Trecho do texto:
══════════════════════════════

Friday, 22 de November de 2024 ISSN 1519-7670 - Ano 24 - nº 1315

Indefinição legal na terra de ninguém

A (segunda) longa sessão de julgamento de Renan Calheiros no plenário do Senado Federal (terça, 4/12) teve um desfecho esclarecedor para aqueles que se interessam pela regulação das comunicações no país. Refutando a acusação de quebra de decoro por compra irregular de emissoras de rádio em Alagoas – a questão-chave que havia sido convenientemente ignorada por quase todos os oradores –, o já ex-presidente do Senado perguntou dirigindo-se candidamente aos seus pares:

‘Por que eu haveria de usar `laranjas´ ou ser sócio oculto [por meio de um contrato de gaveta] se a compra direta de uma emissora de rádio seria perfeitamente legal?’.

A resposta oculta à pergunta do senador Renan está implícita nos 48 votos contrários à sua cassação dados por um plenário repleto onde quase um terço dos senhores senadores são – eles próprios ou seus familiares – concessionários de emissoras de rádio e/ou televisão.

Além disso, no dia seguinte, revela-se que na declaração de bens à Justiça Eleitoral feita em 2006, um dos postulantes à vaga de presidente do Senado, o senador Garibaldi Filho (PMDB-RN), aparece como proprietário de 190 mil cotas da Rádio Cabugi do Seridó (RN). Um dia depois, o Ministério das Comunicações exclui o nome e o CPF do senador Garibaldi do cadastro da Anatel alegando, como sempre faz, desatualização (ver aqui, para assinantes).

══════════════════════════════

Linhas fornecidas:

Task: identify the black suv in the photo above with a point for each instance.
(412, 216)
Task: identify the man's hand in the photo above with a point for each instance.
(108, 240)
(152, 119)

══════════════════════════════

Instruções do exercício: Liste todos os órgãos públicos nomeados no trecho do texto sobre o julgamento de Renan Calheiros, na ordem em que aparecem.

Resposta completa:
- Senado Federal
- Justiça Eleitoral
- Ministério das Comunicações
- Anatel